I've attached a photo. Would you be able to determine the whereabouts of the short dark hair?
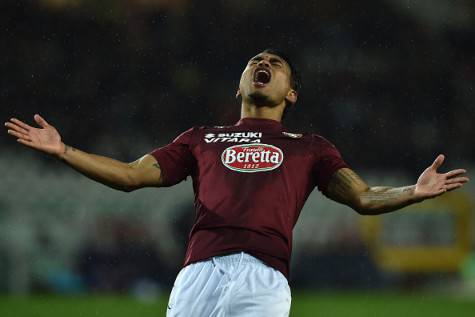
[262,48,301,91]
[262,48,301,119]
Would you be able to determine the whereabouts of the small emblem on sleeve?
[282,132,303,139]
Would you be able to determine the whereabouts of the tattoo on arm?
[362,186,414,203]
[325,168,368,204]
[325,168,415,214]
[153,163,163,184]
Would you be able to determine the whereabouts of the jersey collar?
[235,118,285,131]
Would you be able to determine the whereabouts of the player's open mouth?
[253,68,271,87]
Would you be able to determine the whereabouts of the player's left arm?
[324,155,469,215]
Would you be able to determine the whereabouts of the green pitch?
[0,292,475,317]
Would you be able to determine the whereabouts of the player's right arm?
[5,115,162,192]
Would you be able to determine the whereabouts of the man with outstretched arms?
[5,50,468,317]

§ Directions for this task:
Please lay out every line of the data above as a Markdown table with the columns Row and Data line, numbering the rows and skipping any blank lines. Leave the pictures out of your answer.

§ The reply:
| Row | Data line |
|---|---|
| 1 | I've attached a photo. Would you be able to determine the whereabouts of the short dark hair? |
| 2 | [262,48,301,91] |
| 3 | [262,48,301,119] |
| 4 | Would you be able to determine the whereabouts of the small emblem on sleeve? |
| 5 | [282,132,303,139] |
| 6 | Would you be able to determine the whereabouts of the tattoo on arm? |
| 7 | [362,186,414,203] |
| 8 | [325,168,368,204] |
| 9 | [325,168,415,214] |
| 10 | [153,163,163,184] |
| 11 | Would you be able to determine the whereabouts of the jersey collar? |
| 12 | [235,118,285,131] |
| 13 | Would you be able to determine the whereabouts of the player's open mouth? |
| 14 | [253,68,271,87] |
| 15 | Would you be able to determine the whereabouts of the player's left arm? |
| 16 | [324,155,469,215] |
| 17 | Would you be able to determine the whereabouts of the green pitch? |
| 18 | [0,292,475,317] |
| 19 | Would you be able to determine the whereabouts of the player's right arm? |
| 20 | [5,115,162,192] |
| 21 | Would you be able to determine the whereabouts of the man with outstretched arms? |
| 22 | [5,50,468,317] |